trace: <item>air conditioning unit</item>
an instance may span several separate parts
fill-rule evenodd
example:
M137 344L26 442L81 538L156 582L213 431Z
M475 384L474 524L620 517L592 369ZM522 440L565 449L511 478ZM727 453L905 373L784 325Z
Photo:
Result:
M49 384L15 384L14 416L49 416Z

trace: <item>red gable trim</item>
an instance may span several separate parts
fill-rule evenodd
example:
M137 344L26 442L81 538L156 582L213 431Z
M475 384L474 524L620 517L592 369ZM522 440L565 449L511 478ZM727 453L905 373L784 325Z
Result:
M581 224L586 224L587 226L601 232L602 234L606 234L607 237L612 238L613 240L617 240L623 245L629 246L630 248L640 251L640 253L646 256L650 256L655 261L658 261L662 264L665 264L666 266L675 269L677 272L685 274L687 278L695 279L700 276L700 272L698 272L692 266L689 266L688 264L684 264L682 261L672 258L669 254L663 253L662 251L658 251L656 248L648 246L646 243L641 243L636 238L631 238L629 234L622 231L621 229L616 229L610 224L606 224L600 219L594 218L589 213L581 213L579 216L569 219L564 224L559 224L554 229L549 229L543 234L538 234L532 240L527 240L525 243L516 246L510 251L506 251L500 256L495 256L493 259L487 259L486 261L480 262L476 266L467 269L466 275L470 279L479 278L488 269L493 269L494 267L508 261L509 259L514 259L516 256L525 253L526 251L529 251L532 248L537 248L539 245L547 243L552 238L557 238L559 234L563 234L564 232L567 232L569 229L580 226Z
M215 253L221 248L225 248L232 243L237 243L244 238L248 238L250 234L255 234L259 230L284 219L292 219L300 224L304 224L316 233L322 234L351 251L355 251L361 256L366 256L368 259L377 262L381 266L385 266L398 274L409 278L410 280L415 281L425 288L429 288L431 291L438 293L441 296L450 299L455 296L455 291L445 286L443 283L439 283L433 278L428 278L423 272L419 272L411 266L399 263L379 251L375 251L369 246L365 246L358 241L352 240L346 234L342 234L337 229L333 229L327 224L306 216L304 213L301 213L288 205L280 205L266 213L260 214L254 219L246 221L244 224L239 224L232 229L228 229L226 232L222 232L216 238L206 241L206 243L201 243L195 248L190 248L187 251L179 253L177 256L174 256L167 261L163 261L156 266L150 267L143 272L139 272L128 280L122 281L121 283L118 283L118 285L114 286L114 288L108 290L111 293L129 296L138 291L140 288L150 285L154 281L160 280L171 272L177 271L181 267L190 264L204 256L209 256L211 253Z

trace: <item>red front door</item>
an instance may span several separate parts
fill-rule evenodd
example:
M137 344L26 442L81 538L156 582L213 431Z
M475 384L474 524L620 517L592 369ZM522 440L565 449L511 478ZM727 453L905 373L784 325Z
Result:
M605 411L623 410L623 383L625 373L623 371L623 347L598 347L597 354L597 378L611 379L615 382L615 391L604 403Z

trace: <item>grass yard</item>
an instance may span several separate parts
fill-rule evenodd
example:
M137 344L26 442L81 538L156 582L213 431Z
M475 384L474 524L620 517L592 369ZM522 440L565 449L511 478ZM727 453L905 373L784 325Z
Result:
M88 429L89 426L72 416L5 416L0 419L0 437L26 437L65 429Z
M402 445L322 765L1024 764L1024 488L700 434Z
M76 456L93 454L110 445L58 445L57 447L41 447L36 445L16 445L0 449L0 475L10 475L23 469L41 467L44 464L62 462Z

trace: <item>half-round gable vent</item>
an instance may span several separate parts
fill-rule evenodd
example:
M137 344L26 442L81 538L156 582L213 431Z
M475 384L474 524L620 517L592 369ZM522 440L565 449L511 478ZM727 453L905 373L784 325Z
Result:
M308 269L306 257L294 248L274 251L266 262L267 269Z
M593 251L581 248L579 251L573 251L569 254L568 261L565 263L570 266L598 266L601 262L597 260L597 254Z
■ ■ ■ ■
◆ TASK DIRECTIONS: Set down, unchanged, every line of the data from the line holding "trace: <item>grass yard</item>" through the end of the data, both ends included.

◆ EXERCISE RESPONSE:
trace: <item>grass yard</item>
an instance may span several separate parts
fill-rule evenodd
example:
M137 344L26 442L81 538L156 582L213 431Z
M475 384L474 524L620 517L592 369ZM522 440L565 449L511 478ZM727 453L905 373L784 325Z
Result:
M88 429L89 426L72 416L5 416L0 419L0 437L26 437L65 429Z
M402 445L322 765L1024 764L1024 488L700 434Z
M76 456L93 454L110 445L58 445L57 447L41 447L36 445L16 445L0 449L0 475L10 475L23 469L41 467L44 464L62 462Z

trace: <item>half-round gable vent</item>
an instance may span several separate parts
fill-rule evenodd
example:
M137 344L26 442L81 538L156 582L213 431Z
M475 384L474 524L620 517L592 369ZM522 440L565 449L511 478ZM727 453L905 373L784 325Z
Result:
M308 269L306 257L294 248L274 251L266 262L267 269Z
M593 251L581 248L579 251L573 251L569 254L568 261L565 263L570 266L598 266L601 262L597 260L597 254Z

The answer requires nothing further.